• [REQUIRED WORK] Transcribe verbatim the stretch of items below from the line containing "Where can the green leafy" through the line containing "column 6, row 97", both lines included.

• [PROVIDED RECORDS]
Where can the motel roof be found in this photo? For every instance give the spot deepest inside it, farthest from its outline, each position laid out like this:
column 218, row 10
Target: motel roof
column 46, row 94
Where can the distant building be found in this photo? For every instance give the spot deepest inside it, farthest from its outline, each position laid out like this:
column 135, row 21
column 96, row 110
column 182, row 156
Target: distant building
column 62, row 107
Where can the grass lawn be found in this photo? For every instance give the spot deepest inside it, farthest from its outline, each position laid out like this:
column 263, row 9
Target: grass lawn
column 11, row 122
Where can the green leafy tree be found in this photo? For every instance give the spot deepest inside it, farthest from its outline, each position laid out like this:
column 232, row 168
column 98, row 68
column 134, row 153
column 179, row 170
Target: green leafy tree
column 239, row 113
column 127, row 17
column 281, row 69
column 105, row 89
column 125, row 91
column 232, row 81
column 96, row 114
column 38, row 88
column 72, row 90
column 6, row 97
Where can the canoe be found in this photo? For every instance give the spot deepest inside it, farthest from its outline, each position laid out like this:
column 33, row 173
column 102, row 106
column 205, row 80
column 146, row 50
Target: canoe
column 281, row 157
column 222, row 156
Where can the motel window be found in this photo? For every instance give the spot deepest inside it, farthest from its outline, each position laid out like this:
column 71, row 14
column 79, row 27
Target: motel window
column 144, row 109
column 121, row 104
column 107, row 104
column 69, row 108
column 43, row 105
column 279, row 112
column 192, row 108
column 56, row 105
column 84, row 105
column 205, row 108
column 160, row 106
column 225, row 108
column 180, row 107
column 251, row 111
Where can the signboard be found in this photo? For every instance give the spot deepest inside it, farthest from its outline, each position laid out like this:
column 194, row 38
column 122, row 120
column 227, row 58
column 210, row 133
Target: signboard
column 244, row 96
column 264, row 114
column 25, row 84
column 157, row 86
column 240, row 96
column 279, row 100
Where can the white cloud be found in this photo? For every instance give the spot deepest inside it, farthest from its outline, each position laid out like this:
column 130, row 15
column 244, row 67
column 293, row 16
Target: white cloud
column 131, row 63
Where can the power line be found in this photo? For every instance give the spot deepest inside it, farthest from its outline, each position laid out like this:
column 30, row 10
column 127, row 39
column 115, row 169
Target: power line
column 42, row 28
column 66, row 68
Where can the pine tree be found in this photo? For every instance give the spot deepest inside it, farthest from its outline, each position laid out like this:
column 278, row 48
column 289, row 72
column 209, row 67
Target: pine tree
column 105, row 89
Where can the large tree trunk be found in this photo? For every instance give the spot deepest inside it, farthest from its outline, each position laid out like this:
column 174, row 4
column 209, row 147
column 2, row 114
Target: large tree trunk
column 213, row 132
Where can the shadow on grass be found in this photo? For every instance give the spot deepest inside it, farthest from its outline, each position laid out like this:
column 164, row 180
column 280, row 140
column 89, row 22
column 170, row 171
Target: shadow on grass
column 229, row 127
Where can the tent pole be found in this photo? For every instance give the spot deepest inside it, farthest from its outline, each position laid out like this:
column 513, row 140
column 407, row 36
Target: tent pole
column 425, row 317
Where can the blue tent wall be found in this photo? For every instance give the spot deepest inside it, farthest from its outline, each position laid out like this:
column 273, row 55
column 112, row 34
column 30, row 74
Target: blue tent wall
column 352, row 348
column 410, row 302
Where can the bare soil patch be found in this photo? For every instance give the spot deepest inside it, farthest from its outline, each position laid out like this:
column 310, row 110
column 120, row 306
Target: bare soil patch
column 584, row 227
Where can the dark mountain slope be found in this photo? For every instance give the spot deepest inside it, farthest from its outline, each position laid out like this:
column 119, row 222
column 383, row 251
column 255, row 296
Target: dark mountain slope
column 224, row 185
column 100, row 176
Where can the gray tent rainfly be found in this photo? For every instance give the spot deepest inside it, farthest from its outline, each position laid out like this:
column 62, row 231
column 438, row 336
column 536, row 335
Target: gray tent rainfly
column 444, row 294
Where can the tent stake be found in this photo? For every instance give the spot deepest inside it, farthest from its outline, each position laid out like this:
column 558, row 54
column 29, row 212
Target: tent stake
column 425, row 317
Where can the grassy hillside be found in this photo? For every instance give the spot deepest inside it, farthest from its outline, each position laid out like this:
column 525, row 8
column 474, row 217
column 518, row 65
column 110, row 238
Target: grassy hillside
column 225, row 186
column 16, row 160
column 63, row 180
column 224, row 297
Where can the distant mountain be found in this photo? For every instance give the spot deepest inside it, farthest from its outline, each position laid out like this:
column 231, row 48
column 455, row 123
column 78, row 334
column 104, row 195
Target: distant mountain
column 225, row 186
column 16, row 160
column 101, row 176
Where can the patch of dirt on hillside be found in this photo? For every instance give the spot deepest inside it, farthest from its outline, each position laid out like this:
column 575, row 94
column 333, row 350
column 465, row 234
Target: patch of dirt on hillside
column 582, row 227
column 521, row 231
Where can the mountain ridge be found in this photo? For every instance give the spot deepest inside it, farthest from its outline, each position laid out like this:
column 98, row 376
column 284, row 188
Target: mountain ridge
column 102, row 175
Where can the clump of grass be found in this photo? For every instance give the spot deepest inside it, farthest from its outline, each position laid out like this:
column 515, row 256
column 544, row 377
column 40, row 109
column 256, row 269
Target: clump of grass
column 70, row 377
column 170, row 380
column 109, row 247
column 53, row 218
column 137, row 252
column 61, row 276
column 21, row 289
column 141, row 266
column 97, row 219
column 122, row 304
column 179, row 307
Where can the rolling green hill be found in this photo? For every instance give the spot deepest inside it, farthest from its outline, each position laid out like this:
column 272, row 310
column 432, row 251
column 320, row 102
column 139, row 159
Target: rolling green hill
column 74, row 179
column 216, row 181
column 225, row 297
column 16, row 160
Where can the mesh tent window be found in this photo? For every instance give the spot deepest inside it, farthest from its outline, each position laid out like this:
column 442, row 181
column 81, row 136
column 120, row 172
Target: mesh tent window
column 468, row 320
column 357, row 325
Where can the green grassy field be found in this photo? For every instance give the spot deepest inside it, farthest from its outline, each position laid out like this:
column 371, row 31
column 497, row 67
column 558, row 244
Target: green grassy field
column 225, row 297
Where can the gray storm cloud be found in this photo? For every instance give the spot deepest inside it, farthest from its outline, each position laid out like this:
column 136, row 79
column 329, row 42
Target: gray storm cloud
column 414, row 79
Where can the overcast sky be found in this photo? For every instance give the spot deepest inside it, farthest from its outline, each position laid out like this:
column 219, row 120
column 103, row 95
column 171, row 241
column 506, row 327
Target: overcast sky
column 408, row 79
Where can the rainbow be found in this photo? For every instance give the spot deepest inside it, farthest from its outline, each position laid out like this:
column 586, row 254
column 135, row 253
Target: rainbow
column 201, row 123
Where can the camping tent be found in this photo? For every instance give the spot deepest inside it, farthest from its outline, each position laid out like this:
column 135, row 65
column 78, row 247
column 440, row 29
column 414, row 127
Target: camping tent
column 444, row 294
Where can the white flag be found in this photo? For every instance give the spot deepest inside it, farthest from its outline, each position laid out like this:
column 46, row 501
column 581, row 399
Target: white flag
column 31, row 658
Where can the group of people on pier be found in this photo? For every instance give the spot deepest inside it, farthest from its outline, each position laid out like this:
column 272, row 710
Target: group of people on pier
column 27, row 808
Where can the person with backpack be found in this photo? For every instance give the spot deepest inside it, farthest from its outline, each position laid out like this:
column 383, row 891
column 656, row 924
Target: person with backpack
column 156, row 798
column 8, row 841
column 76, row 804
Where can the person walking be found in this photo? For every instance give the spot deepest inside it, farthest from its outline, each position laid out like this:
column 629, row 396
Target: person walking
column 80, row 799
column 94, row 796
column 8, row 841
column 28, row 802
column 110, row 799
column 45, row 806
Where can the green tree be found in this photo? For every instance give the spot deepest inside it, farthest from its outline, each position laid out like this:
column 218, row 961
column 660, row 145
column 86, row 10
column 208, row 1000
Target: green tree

• [COMPLETED EXERCISE]
Where can the green leafy tree be found in this photo? For every instance give the spot deepest inside it, farthest from its outline, each position laid out like this:
column 232, row 168
column 98, row 68
column 134, row 153
column 179, row 170
Target: green leafy tree
column 239, row 113
column 127, row 17
column 281, row 69
column 105, row 89
column 125, row 91
column 232, row 81
column 96, row 114
column 38, row 88
column 72, row 90
column 6, row 97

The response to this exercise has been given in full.